[Entries taken from a collection]
+++
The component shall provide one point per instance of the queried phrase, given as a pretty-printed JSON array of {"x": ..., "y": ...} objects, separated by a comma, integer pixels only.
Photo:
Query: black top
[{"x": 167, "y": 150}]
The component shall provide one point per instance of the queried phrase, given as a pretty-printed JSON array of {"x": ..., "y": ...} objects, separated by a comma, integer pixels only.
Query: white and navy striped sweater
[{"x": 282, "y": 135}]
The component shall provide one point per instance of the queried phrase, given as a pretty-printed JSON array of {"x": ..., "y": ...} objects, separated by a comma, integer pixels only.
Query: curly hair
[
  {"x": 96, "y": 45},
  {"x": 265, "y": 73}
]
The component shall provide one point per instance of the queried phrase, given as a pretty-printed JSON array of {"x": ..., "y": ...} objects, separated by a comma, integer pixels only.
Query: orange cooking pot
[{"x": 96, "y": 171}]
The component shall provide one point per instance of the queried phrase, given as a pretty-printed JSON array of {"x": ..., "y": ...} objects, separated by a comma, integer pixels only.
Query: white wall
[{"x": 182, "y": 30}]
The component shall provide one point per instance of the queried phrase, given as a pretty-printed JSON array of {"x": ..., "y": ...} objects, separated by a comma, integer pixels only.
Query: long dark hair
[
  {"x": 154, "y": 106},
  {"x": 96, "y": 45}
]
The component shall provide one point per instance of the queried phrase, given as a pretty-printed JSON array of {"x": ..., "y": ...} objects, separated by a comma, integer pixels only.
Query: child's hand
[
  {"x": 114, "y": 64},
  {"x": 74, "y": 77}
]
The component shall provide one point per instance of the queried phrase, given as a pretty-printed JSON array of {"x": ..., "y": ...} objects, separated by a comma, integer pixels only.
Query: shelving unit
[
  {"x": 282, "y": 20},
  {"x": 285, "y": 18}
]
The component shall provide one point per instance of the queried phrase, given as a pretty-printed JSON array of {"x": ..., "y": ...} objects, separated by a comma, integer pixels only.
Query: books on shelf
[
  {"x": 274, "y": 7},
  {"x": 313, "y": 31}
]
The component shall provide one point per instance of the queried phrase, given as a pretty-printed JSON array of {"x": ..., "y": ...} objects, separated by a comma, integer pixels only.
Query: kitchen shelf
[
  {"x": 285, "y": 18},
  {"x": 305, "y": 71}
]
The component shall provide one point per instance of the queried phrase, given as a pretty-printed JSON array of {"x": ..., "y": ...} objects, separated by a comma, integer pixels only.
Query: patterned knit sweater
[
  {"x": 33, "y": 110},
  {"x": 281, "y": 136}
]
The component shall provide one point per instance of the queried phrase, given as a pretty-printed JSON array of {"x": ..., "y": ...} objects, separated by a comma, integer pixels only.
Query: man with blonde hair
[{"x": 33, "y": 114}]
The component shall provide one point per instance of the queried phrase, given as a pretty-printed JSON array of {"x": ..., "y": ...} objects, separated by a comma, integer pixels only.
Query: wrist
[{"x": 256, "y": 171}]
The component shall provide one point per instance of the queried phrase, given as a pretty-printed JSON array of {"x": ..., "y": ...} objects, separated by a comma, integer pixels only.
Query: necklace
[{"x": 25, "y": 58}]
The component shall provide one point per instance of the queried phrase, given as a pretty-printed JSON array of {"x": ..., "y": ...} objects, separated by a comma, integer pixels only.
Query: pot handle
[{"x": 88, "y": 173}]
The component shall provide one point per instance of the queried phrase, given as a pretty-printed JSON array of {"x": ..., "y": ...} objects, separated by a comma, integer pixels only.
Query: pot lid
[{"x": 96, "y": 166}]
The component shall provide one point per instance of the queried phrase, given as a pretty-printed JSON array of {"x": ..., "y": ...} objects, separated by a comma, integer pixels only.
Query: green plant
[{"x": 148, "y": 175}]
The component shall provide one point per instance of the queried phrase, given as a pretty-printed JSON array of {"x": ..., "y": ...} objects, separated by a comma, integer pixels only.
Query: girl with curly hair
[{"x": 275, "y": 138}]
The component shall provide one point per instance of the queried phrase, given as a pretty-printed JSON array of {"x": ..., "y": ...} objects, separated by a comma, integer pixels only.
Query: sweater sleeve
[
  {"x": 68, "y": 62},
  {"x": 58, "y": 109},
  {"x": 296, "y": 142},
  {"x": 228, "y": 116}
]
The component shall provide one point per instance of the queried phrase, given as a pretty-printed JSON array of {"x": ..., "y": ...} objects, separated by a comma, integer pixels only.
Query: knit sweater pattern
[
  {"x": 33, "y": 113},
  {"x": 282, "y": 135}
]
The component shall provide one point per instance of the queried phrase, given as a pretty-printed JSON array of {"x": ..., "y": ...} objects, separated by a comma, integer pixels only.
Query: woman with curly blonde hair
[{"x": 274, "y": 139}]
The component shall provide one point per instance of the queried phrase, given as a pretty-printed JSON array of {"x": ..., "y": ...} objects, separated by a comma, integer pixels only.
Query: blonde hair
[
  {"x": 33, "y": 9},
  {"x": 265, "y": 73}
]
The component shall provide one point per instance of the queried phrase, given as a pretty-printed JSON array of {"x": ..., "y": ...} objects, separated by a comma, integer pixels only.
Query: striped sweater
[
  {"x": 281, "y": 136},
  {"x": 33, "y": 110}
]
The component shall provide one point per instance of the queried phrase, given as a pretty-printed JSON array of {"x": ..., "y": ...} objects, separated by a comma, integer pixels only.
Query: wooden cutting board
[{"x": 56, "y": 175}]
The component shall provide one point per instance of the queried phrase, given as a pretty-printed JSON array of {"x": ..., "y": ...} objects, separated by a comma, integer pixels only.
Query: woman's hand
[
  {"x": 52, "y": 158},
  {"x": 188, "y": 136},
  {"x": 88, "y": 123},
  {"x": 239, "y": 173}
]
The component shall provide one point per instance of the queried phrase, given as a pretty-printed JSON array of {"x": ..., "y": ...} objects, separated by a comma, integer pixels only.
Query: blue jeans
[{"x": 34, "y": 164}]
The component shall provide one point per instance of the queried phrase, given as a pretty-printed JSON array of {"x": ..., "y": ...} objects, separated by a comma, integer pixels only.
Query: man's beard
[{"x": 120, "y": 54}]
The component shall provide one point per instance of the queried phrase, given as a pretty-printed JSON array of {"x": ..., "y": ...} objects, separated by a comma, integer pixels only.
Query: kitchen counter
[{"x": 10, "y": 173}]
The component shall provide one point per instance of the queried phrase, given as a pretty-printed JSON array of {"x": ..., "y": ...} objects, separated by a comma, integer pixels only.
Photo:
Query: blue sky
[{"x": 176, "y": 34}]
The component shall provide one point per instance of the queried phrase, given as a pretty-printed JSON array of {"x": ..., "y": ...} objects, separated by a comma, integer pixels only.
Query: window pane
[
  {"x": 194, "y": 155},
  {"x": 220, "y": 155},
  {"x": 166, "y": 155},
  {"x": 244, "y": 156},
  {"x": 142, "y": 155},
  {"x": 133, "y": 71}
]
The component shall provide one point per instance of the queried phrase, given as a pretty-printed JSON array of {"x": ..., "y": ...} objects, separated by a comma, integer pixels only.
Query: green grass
+++
BRIEF | Take the listing above and set it down exactly.

CORRECT RESULT |
The component shall provide one point per instance of the queried phrase, given as a pretty-printed JSON array of {"x": ..., "y": ...} objects, separated by a comma, integer pixels only.
Photo:
Query: black top
[{"x": 167, "y": 150}]
The component shall provide one point per instance of the queried phrase, given as a pretty-printed JSON array of {"x": ..., "y": ...} objects, separated by a comma, integer pixels only.
Query: white and navy striped sweater
[{"x": 282, "y": 135}]
The component shall provide one point per instance of the queried phrase, given as a pretty-printed JSON array of {"x": ..., "y": ...} objects, separated by a comma, integer pixels only.
Query: curly hair
[
  {"x": 96, "y": 45},
  {"x": 265, "y": 73}
]
The component shall provide one point per instance of the queried phrase, given as a pretty-printed JSON array of {"x": ..., "y": ...} objects, separated by a comma, integer pixels only.
Query: orange cooking pot
[{"x": 96, "y": 171}]
The component shall provide one point per instance of the queried phrase, given as a pretty-printed JSON array of {"x": ..., "y": ...} objects, separated by a comma, integer pixels only.
Query: white wall
[{"x": 182, "y": 30}]
The component shall provide one point per instance of the queried phrase, given as a pretty-printed JSON array of {"x": ..., "y": ...} objects, separated by a comma, integer pixels only.
Query: long dark hair
[
  {"x": 154, "y": 106},
  {"x": 96, "y": 45}
]
The component shall provide one point per instance of the queried phrase, given as a pretty-printed JSON array of {"x": ..., "y": ...} objects, separated by a comma, integer pixels only.
Query: child's hand
[
  {"x": 114, "y": 64},
  {"x": 74, "y": 77}
]
The component shall provide one point per instance of the queried phrase, given as a pretty-printed JSON array of {"x": ..., "y": ...} objects, separated by a comma, integer pixels only.
Query: shelving unit
[
  {"x": 282, "y": 20},
  {"x": 285, "y": 18}
]
The component shall provide one point per instance of the queried phrase, given as a pretty-printed JSON array of {"x": ..., "y": ...} objects, separated by a comma, integer pixels only.
Query: books on shelf
[
  {"x": 274, "y": 7},
  {"x": 313, "y": 31}
]
The component shall provide one point per instance of the queried phrase, given as a pretty-printed JSON array of {"x": ..., "y": ...} objects, separated by a comma, integer pixels only.
Query: kitchen shelf
[
  {"x": 285, "y": 18},
  {"x": 305, "y": 71}
]
The component shall provide one point per instance of the queried phrase, given as a pretty-printed JSON array of {"x": ..., "y": ...} objects, separated by a comma, integer pixels only.
Query: patterned knit sweater
[
  {"x": 33, "y": 110},
  {"x": 281, "y": 136}
]
The component shall provide one point per instance of the queried phrase, given as a pretty-printed JSON array of {"x": ..., "y": ...} objects, separated by a comma, integer pixels only.
Query: man with blonde hair
[{"x": 33, "y": 114}]
The component shall provide one point per instance of the queried phrase, given as a pretty-printed JSON array of {"x": ..., "y": ...} objects, separated by a comma, integer pixels only.
Query: wrist
[{"x": 256, "y": 171}]
The component shall provide one point per instance of the queried phrase, given as a pretty-printed JSON array of {"x": ..., "y": ...} objects, separated by a comma, integer pixels only.
Query: necklace
[{"x": 25, "y": 58}]
The component shall provide one point per instance of the queried phrase, given as a pretty-printed JSON array of {"x": ..., "y": ...} objects, separated by a comma, integer pixels only.
Query: pot handle
[{"x": 88, "y": 173}]
The component shall provide one point per instance of the queried phrase, given as a pretty-printed JSON array of {"x": ..., "y": ...} objects, separated by a comma, integer pixels only.
Query: pot lid
[{"x": 96, "y": 166}]
The component shall provide one point per instance of the queried phrase, given as a pretty-printed JSON array of {"x": ..., "y": ...} objects, separated by a comma, integer pixels only.
Query: green plant
[{"x": 148, "y": 175}]
The component shall provide one point per instance of the queried phrase, given as a pretty-printed JSON array of {"x": ..., "y": ...} objects, separated by a comma, integer pixels only.
Query: girl with curly hair
[{"x": 275, "y": 138}]
The component shall provide one point per instance of the queried phrase, given as a pretty-printed JSON array of {"x": ..., "y": ...} objects, separated by a comma, integer pixels only.
Query: sweater sleeve
[
  {"x": 68, "y": 62},
  {"x": 58, "y": 109},
  {"x": 296, "y": 142},
  {"x": 228, "y": 116}
]
The component shall provide one point per instance of the queried phrase, given as a pretty-printed JSON array of {"x": ..., "y": ...} objects, separated by a comma, integer pixels only.
Query: knit sweater pattern
[
  {"x": 33, "y": 113},
  {"x": 282, "y": 135}
]
The component shall provide one point per instance of the queried phrase, given as a pretty-printed JSON array of {"x": ..., "y": ...} objects, separated by a comma, integer pixels only.
Query: woman with curly blonde hair
[{"x": 274, "y": 139}]
The component shall provide one point per instance of the queried phrase, given as a pretty-printed JSON array of {"x": ..., "y": ...} objects, separated by a comma, integer pixels only.
Query: blonde hair
[
  {"x": 33, "y": 9},
  {"x": 265, "y": 73}
]
The component shall provide one point per instance of the queried phrase, given as a pretty-printed JSON array of {"x": ..., "y": ...} objects, separated by a comma, integer pixels only.
Query: striped sweater
[
  {"x": 281, "y": 136},
  {"x": 33, "y": 110}
]
The component shall provide one point per instance of the queried phrase, given as a pretty-printed JSON array of {"x": ..., "y": ...} objects, separated by a comma, integer pixels only.
Query: wooden cutting board
[{"x": 56, "y": 175}]
The component shall provide one point per instance of the queried phrase, given as a pretty-printed JSON array of {"x": ..., "y": ...} objects, separated by a comma, integer pixels only.
Query: woman's hand
[
  {"x": 52, "y": 158},
  {"x": 188, "y": 136},
  {"x": 88, "y": 123},
  {"x": 239, "y": 173}
]
The component shall provide one point per instance of the queried phrase, given as a pretty-printed JSON array of {"x": ..., "y": ...} objects, separated by a comma, integer pixels only.
Query: blue jeans
[{"x": 34, "y": 164}]
The component shall provide one point per instance of the queried phrase, given as a pretty-printed JSON array of {"x": ..., "y": ...} objects, separated by a comma, integer pixels only.
Query: man's beard
[{"x": 120, "y": 54}]
The component shall provide one point per instance of the queried phrase, given as a pretty-printed JSON array of {"x": ..., "y": ...} objects, separated by a comma, integer pixels only.
Query: kitchen counter
[{"x": 10, "y": 173}]
The component shall provide one point per instance of the queried phrase, given as a pretty-printed JSON array of {"x": ..., "y": ...} objects, separated by a comma, integer pixels only.
Photo:
Query: blue sky
[{"x": 176, "y": 34}]
The component shall provide one point per instance of the queried phrase, given as a pretty-printed JSON array of {"x": ..., "y": ...} objects, separated by a comma, integer pixels only.
Query: window pane
[
  {"x": 194, "y": 155},
  {"x": 220, "y": 155},
  {"x": 166, "y": 155},
  {"x": 244, "y": 156},
  {"x": 142, "y": 155},
  {"x": 133, "y": 71}
]
The component shall provide one point per instance of the queried phrase, given as a pretty-printed JSON array of {"x": ..., "y": ...} objects, separated by a comma, integer pixels only.
Query: green grass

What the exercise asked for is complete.